Start TEXT SHOWN
Re: [modwsgi] Inconsistent crashes with "Truncated or oversized response headers"

Graham Dumpleton Mon, 31 Aug 2020 20:48:52 -0700

And another possibility is that your Linux OOM killer is killing the processes 
because they are using up too much memory.


https://docs.memset.com/other/linux-s-oom-process-killer 
<https://docs.memset.com/other/linux-s-oom-process-killer>

Apache is quite susceptible to being killed by it because of how it uses 
resources.

Check the logs it describes to see if is being triggered.

> On 1 Sep 2020, at 9:18 am, Graham Dumpleton <[email protected]> 
> wrote:
> 
> There must be a core dump or segmentation fault message in main Apache error 
> logs if the daemon process is crashing.
> 
> One other remote possibility have seen with some third party libraries (C 
> libraries, not so much Python wrappers), is that when they encounter an 
> error, they call C library exit(), stopping the process. This results in no 
> crash report.
> 
> What are the third party Python packages you are using?
> 
> Graham
> 
>> On 1 Sep 2020, at 7:58 am, David White <[email protected] 
>> <mailto:[email protected]>> wrote:
>> 
>> >  another cause can be that you are using an external system to trigger log 
>> > file rotation  
>> 
>> That is an inspired guess!  I am in fact using "cronolog" to mange logfile 
>> rotation.  I don't think it's the culprit, since it rotates only monthly and 
>> crashes can happen many times a day (sometimes minutes apart).  But removing 
>> it can at least narrow the variables down.
End TEXT SHOWN
Start RECORD EXTRACTS
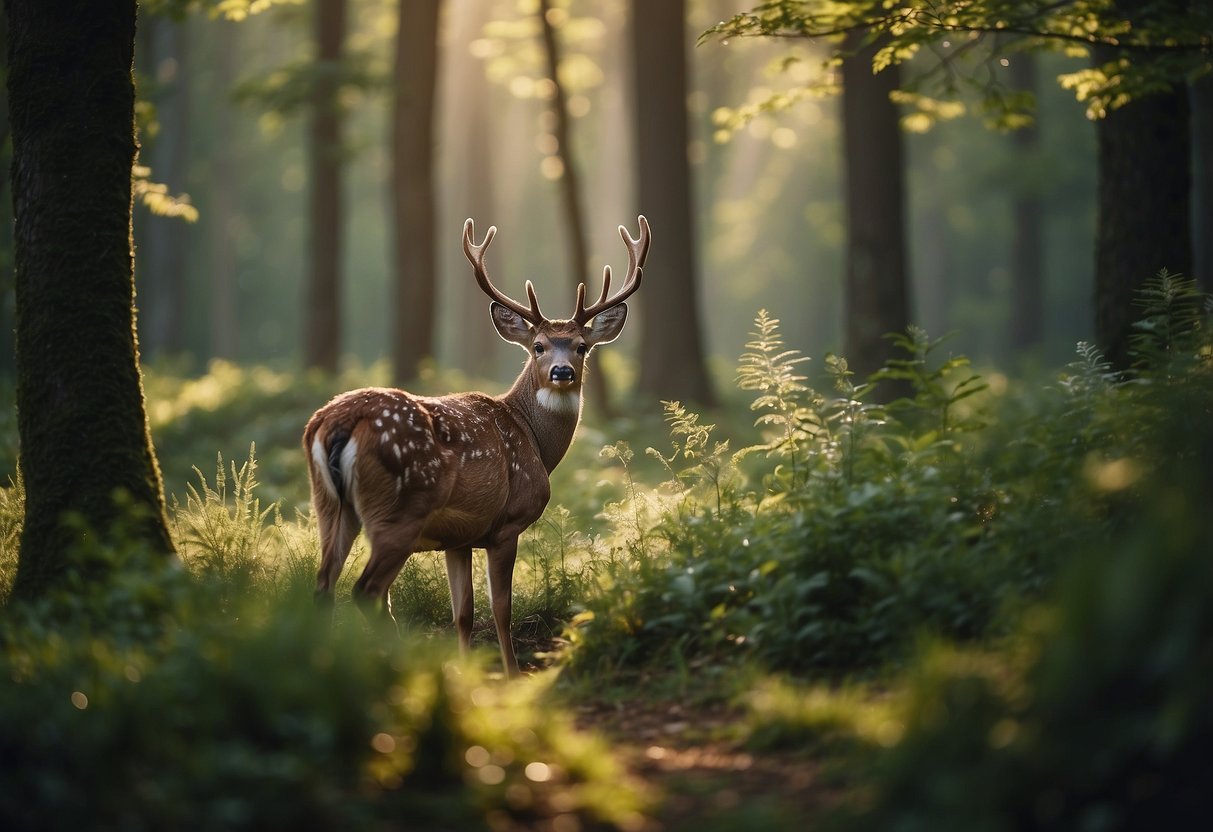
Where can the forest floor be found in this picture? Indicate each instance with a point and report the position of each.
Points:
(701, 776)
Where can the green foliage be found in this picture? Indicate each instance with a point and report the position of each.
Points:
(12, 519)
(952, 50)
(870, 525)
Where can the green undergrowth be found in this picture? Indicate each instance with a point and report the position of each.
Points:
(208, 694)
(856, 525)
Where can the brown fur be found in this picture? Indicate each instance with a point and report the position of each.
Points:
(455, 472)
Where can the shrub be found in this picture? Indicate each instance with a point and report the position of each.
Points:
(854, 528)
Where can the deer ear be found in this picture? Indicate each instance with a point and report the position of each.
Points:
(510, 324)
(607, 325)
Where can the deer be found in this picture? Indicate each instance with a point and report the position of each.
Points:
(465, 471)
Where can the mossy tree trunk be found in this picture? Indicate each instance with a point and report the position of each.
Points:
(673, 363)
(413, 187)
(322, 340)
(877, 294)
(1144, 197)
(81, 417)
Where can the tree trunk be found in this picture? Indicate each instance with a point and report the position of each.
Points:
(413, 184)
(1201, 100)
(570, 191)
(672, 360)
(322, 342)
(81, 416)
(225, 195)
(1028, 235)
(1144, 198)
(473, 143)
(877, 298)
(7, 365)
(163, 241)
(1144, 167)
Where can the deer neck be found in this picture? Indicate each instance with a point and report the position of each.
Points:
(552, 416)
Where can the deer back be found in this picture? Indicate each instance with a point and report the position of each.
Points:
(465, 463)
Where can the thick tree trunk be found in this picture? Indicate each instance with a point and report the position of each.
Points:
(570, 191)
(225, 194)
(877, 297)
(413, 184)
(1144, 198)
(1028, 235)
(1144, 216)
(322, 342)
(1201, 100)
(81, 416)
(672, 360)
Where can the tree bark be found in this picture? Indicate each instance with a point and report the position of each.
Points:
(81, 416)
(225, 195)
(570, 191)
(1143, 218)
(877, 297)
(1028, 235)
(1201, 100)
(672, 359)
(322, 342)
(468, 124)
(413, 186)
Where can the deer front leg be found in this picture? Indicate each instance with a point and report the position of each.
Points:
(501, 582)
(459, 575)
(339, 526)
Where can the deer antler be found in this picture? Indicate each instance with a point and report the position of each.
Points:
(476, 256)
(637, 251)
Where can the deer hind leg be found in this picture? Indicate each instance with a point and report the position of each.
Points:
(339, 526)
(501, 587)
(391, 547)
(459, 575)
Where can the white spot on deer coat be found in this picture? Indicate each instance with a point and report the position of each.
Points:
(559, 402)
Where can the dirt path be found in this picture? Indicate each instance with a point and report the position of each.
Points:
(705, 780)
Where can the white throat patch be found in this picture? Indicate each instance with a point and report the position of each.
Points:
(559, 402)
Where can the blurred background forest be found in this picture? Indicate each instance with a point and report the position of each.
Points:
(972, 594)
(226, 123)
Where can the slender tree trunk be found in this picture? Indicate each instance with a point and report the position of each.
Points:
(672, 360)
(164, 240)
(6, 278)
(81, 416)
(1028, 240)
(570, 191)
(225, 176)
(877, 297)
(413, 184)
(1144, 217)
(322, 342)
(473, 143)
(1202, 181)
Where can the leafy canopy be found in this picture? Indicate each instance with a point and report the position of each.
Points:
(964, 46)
End RECORD EXTRACTS
Start RECORD EXTRACTS
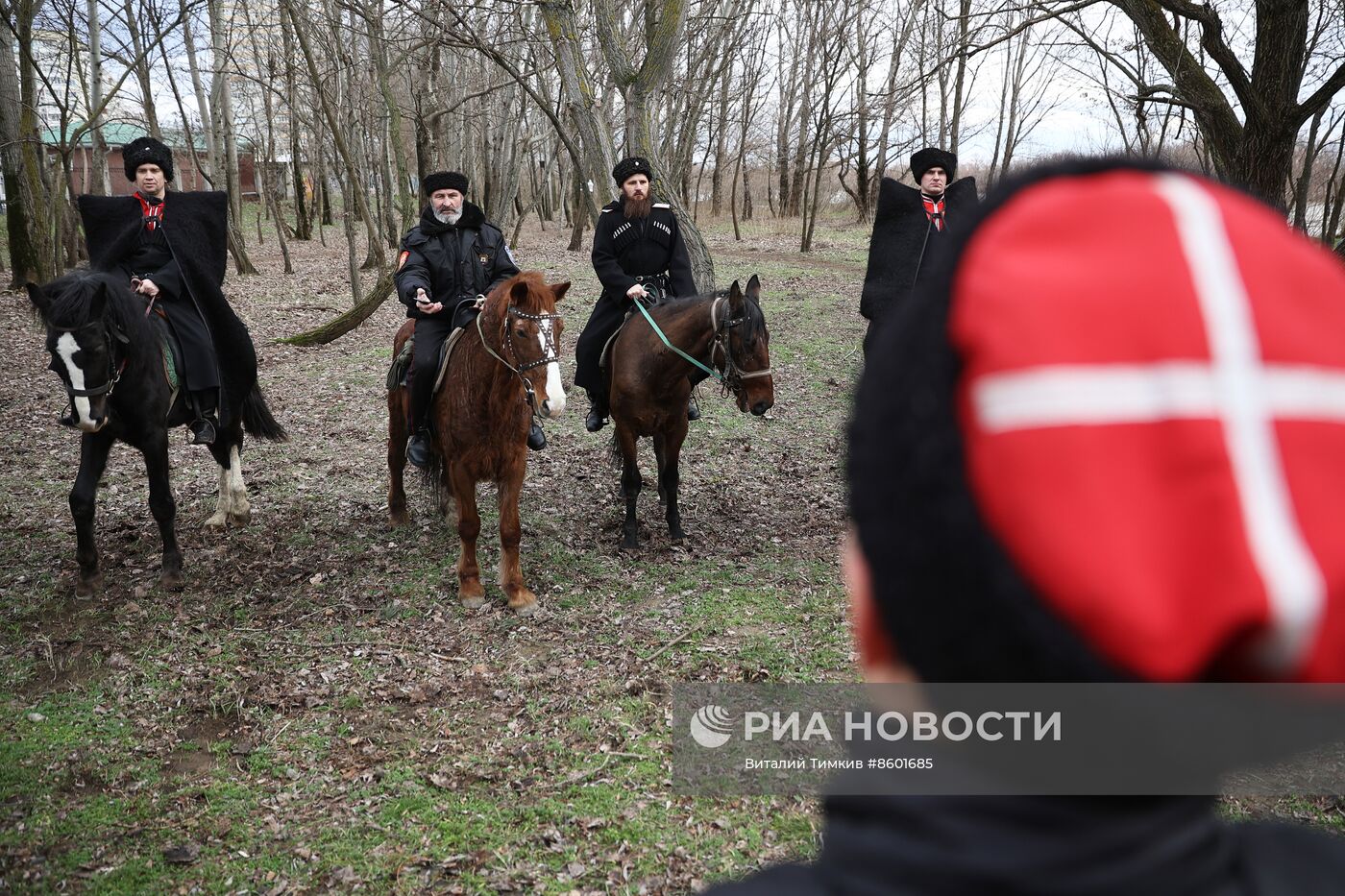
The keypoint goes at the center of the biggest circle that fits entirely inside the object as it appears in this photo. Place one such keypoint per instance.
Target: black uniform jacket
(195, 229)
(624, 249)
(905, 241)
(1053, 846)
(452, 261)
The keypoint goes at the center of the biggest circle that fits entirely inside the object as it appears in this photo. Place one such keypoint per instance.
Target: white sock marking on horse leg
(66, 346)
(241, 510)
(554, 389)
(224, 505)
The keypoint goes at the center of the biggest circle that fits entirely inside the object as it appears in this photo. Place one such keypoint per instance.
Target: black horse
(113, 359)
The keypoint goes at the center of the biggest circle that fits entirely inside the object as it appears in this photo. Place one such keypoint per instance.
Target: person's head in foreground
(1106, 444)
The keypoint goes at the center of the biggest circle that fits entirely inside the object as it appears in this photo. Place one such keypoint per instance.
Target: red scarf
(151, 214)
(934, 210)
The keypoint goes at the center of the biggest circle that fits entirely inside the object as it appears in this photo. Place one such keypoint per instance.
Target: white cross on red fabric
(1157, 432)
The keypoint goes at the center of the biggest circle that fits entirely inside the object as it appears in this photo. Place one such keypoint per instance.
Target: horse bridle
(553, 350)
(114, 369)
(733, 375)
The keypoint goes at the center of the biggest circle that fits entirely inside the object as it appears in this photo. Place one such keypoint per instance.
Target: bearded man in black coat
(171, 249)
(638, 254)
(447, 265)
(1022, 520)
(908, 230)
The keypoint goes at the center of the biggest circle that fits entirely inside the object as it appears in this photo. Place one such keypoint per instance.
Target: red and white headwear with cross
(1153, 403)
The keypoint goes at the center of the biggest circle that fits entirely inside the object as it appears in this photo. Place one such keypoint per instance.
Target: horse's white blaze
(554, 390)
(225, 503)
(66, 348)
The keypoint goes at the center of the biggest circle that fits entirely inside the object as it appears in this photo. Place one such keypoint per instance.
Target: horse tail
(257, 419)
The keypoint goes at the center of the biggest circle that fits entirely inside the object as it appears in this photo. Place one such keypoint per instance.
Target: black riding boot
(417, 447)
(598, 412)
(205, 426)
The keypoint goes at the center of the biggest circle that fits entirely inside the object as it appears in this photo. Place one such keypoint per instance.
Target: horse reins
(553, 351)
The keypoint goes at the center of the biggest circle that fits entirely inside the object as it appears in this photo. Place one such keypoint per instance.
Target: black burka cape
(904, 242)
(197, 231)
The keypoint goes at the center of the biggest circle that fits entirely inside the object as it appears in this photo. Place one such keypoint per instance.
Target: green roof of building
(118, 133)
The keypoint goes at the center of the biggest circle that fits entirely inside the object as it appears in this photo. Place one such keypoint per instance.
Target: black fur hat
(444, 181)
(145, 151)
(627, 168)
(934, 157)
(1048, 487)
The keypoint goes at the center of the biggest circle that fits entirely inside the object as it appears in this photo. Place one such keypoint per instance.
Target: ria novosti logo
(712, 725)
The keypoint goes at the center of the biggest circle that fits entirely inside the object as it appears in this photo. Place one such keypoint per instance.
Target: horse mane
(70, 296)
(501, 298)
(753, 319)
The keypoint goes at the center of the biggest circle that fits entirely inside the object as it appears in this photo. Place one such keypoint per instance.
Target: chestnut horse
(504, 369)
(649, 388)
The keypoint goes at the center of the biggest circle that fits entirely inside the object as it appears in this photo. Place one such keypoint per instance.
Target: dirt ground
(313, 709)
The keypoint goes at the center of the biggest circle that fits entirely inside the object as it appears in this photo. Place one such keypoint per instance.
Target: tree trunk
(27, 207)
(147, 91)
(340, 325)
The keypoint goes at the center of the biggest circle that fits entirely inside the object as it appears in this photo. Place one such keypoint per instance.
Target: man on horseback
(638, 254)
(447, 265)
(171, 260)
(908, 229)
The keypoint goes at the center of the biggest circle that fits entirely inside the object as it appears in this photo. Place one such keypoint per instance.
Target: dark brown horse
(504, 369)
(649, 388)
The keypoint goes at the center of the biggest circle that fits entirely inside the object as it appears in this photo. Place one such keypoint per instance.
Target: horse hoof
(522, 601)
End RECORD EXTRACTS
Copy out the whole mod_wsgi crash thread word for word.

* _OUTPUT FOR THIS TASK_
Re: [modwsgi] Inconsistent crashes with "Truncated or oversized response headers"

Graham Dumpleton Mon, 31 Aug 2020 20:48:52 -0700

And another possibility is that your Linux OOM killer is killing the processes 
because they are using up too much memory.


https://docs.memset.com/other/linux-s-oom-process-killer 
<https://docs.memset.com/other/linux-s-oom-process-killer>

Apache is quite susceptible to being killed by it because of how it uses 
resources.

Check the logs it describes to see if is being triggered.

> On 1 Sep 2020, at 9:18 am, Graham Dumpleton <[email protected]> 
> wrote:
> 
> There must be a core dump or segmentation fault message in main Apache error 
> logs if the daemon process is crashing.
> 
> One other remote possibility have seen with some third party libraries (C 
> libraries, not so much Python wrappers), is that when they encounter an 
> error, they call C library exit(), stopping the process. This results in no 
> crash report.
> 
> What are the third party Python packages you are using?
> 
> Graham
> 
>> On 1 Sep 2020, at 7:58 am, David White <[email protected] 
>> <mailto:[email protected]>> wrote:
>> 
>> >  another cause can be that you are using an external system to trigger log 
>> > file rotation  
>> 
>> That is an inspired guess!  I am in fact using "cronolog" to mange logfile 
>> rotation.  I don't think it's the culprit, since it rotates only monthly and 
>> crashes can happen many times a day (sometimes minutes apart).  But removing 
>> it can at least narrow the variables down.